RANGKAIAN TUGAS
1. Periksa apakah tiap pernyataan berikut sesuai dengan esai Paranoia di bawah, lalu jawab ya atau tidak beserta kutipan persis dari esai yang menentukannya: (a) lelaki yang tampak menulis itu berumur 67 tahun; (b) dokter muda yang dikenalnya di Chez Magny berasal dari Jerman; (c) Simonini memilih mengisahkan kembali masa lalunya di depan orang lain.
2. Lanjutkan esai Paranoia di bawah, dimulai setelah kalimat terakhirnya.

HALAMAN
Paranoia
Goenawan Mohamad ;
Esais; Mantan Pemimpin Redaksi
Majalah Tempo
|
TEMPO.CO, 29
Februari 2016
Odi ergo sum. Aku membenci, maka
aku ada.
Di sebuah rumah yang terletak di gang yang
mesum di Paris, 24 Maret 1897, seorang lelaki berumur 67 tahun tampak
menulis. Kita tak tahu siapa dia. Jika kita ikuti tutur Sang Pencerita dalam
novel Umberto Eco Il cimitero di Praga (Pekuburan Praha) ini, memang tak
seorang pun di awal kisah ini yang "sudah dinamai".
Orang itu sendiri pun tak ingat siapa dirinya.
Dua hari sebelumnya, ketika ia bangun tidur, ia tahu ia "Kapten
Simonini". Tapi kemudian ia menemukan fakta-fakta lain: ia adalah Pastor
Dalla Piccola, "atau orang yang dianggap bernama itu".
Ia tahu: ia "hilang ingatan". Kata
ini, anehnya, justru membuatnya teringat percakapan di Chez Magny sekian
tahun yang lalu. Di rumah makan itu ia berkenalan dengan sejumlah dokter, dan
terutama dengan seorang dokter muda dari Austria, Sigmund Froïde. Mereka
berbicara tentang kepribadian ganda dan hubungannya dengan jiwa yang
mengalami trauma. Trauma ini bisa dikurangi dampaknya dengan merekonstruksi
pengalaman masa lalu. Tapi Simonini tak ingin mengisahkan kembali masa
lalunya di depan orang lain. Ia menulis.

Daftar data
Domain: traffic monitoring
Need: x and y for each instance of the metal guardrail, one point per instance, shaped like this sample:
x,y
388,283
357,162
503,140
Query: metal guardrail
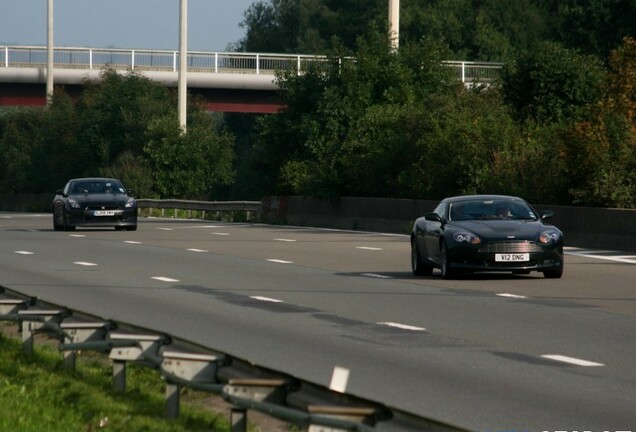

HASIL LATIHAN
1.
(a) Ya: "seorang lelaki berumur 67 tahun tampak menulis".
(b) Tidak: "seorang dokter muda dari Austria, Sigmund Froïde".
(c) Tidak: "Tapi Simonini tak ingin mengisahkan kembali masa lalunya di depan orang lain. Ia menulis."

2.
Harus segera saya susulkan, ini bukan novel
tentang kelainan jiwa. Il cimitero di Praga membawakan sesuatu yang lebih
gelap. Kerancuan "siapa aku" dalam hidup tokohnya berkait dengan
cerita di baliknya: ia adalah identitas yang berubah-ubah, selama
bertahun-tahun. Ia seorang penipu—atau lebih tepat: ia seorang juru palsu
yang terus-menerus menyamar.
Ia memproduksi dan menjual dokumen palsu untuk
apa saja, dalam perkara warisan ataupun politik. Ia siap membuat kebohongan
asalkan dibayar mahal. Pernah ia jadi agen rahasia ganda yang memperdaya
kedua pihak yang bermusuhan. Untuk mempertahankan para penguasa, ia menyusup
ke pelbagai gerakan politik. Ia rapi dalam melipatgandakan fitnah. Simonini
mengikuti pesan: untuk menuduh seseorang, ia tak perlu cari bukti.
"Lebih mudah dan lebih murah menciptakannya."
Il cimitero di Praga (versi Inggris: The Prague Cemetery) memang
dimaksudkan jadi sebuah cerita tentang seorang manusia yang culas, sinis,
tanpa moral. Saya membacanya dengan sedikit lelah tapi kagum: Eco begitu
asyik menggambarkan detail kehidupan Eropa abad ke-19, mirip keriangan hati
seorang turis yang baru mengunjungi sebuah negeri eksotis. Ada liku-liku kota
dan racikan kuliner, ada skandal politik dan roman picisan. Hasilnya: sebuah
novel semi-dokumenter. Kecuali Simonini, semua tokohnya, termasuk Freud yang
dieja jadi Froïde, muncul dari sejarah.
Tapi justru karena itu apa yang gelap dalam
novel yang datar ini jadi terasa kian gelap. Motif yang menggerakkannya
kebencian. Eco mempertajamnya dengan menjadikan kebencian itu bagian utama
watak Simonini. Si Italia blasteran ini membenci siapa saja—orang Italia,
Jerman, Prancis, muslim ("Saracen"), padri Jesuit, pengikut
Freemasons, Martin Luther, dan tentu saja orang Yahudi. "Aku bermimpi
tentang orang Yahudi tiap malam selama bertahun-tahun," tulisnya. Dalam
dokumen palsu yang kemudian terkenal ia sebut pekuburan tua orang Yahudi di
Kota Praha, sebuah tempat angker di ibu kota Cek itu, sebagai tempat utusan
12 suku Bani Israel menyusun "Protokol Para Sesepuh Zion", sebuah
agenda "menaklukkan dunia".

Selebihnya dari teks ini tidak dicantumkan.